▸ RECORDS PROVIDED:
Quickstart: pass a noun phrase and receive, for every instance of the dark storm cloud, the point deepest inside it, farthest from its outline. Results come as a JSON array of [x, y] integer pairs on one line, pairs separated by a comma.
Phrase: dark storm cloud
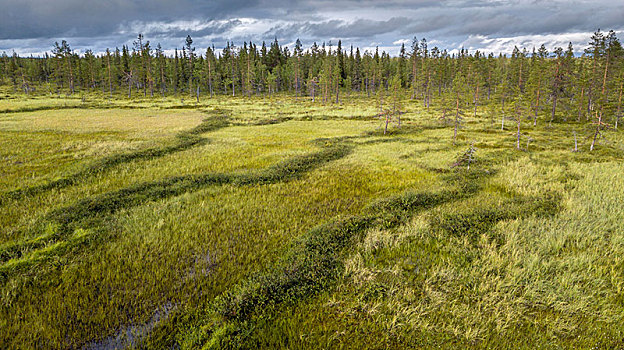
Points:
[[21, 19], [33, 25]]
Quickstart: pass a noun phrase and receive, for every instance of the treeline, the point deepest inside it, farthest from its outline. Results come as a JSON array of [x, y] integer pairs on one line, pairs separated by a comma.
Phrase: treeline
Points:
[[557, 84]]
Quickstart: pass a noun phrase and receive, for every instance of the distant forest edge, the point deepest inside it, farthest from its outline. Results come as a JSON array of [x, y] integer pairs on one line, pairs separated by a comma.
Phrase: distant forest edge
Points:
[[560, 84]]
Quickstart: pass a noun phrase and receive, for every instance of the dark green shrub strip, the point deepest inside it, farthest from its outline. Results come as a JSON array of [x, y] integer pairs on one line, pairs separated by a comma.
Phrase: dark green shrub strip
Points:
[[185, 140], [66, 219]]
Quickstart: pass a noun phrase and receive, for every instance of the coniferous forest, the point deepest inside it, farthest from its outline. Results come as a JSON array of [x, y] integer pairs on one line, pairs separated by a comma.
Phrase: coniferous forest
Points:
[[557, 85], [267, 196]]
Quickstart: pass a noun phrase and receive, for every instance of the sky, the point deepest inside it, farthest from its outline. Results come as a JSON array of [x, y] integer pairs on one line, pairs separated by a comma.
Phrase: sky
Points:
[[32, 26]]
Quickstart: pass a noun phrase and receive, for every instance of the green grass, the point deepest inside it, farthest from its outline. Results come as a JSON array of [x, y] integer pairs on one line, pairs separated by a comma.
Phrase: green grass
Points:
[[279, 223]]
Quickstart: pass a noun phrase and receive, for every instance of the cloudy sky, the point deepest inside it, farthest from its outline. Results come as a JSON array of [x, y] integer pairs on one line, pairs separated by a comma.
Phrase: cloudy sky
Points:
[[32, 26]]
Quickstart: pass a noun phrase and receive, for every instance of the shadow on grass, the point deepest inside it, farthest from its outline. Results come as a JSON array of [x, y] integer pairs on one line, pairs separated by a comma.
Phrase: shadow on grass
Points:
[[184, 140], [64, 228]]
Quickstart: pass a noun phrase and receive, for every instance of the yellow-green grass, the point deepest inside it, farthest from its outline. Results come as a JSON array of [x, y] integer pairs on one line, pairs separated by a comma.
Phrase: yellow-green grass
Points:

▸ OBJECTIVE: Copy the records above, from their first line up to and including the line with "[[21, 19], [33, 25]]", without changing anything. Leave the pictures out.

▸ IN RESPONSE:
Quickstart: pass a noun phrase and receive, for every instance of the dark storm cloud, the point deepest inside it, farthest from its outline. Results come as a JSON array of [x, y] integer pairs on one line, pairs separated by a comma.
Phrase: dark storm cloud
Points:
[[21, 19], [33, 25]]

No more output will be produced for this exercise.